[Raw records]
* START *

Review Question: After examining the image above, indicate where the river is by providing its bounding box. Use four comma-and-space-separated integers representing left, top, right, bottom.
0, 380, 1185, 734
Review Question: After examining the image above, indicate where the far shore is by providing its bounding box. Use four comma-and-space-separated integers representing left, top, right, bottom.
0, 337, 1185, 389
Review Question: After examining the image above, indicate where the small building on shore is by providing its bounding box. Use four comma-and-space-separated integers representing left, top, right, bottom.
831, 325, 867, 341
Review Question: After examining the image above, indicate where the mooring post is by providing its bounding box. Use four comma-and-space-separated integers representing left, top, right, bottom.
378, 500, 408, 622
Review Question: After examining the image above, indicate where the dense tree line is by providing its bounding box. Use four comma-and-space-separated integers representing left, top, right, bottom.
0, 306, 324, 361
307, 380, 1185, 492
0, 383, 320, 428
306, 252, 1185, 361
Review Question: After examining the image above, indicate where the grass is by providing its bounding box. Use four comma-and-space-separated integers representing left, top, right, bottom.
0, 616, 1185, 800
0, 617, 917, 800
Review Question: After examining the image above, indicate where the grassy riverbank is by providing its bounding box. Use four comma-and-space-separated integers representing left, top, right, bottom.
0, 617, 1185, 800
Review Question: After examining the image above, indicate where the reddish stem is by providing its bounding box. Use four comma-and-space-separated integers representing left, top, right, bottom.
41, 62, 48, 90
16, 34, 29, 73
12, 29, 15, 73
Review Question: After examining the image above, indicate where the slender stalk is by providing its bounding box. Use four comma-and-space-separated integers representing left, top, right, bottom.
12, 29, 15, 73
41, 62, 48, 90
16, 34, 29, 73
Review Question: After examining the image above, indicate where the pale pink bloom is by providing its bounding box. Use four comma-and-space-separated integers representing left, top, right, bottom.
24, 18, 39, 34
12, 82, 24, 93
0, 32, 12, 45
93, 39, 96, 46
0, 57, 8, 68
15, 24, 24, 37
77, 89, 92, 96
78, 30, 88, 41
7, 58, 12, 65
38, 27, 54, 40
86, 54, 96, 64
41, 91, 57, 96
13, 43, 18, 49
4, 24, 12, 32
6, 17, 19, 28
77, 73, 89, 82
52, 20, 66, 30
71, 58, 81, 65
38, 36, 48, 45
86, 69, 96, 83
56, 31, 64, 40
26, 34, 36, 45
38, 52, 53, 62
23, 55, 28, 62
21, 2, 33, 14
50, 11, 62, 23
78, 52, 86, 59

* END *
* START *

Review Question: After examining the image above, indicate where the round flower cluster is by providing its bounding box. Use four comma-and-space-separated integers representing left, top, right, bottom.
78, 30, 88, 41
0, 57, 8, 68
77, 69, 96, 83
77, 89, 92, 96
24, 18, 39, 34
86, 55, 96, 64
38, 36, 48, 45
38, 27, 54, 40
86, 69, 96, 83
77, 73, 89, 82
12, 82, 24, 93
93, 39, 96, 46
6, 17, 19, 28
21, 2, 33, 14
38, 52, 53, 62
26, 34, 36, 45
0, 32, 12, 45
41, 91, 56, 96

* END *

» **What this task involves**: Return, unchanged, the lines of the material from the one holding "where the slender" through the one holding "78, 52, 86, 59", both included.

» **Task answer**:
Review Question: After examining the image above, indicate where the slender stalk is by providing its bounding box. Use four comma-and-space-separated integers representing left, top, right, bottom.
12, 29, 15, 73
41, 62, 48, 90
16, 34, 29, 73
Review Question: After examining the image above, indicate where the pale pink bloom is by providing its bounding box. Use four comma-and-space-separated integers representing left, top, right, bottom.
24, 18, 39, 34
12, 82, 24, 93
0, 32, 12, 45
93, 39, 96, 46
0, 57, 8, 68
15, 24, 24, 37
77, 89, 92, 96
78, 30, 88, 41
7, 58, 12, 65
38, 27, 54, 40
86, 54, 96, 64
41, 91, 57, 96
13, 43, 18, 49
4, 24, 12, 32
6, 17, 19, 28
77, 73, 89, 82
52, 20, 66, 30
71, 58, 81, 65
38, 36, 48, 45
86, 69, 96, 83
56, 31, 64, 40
26, 34, 36, 45
38, 52, 53, 62
23, 55, 28, 62
21, 2, 33, 14
50, 11, 62, 23
78, 52, 86, 59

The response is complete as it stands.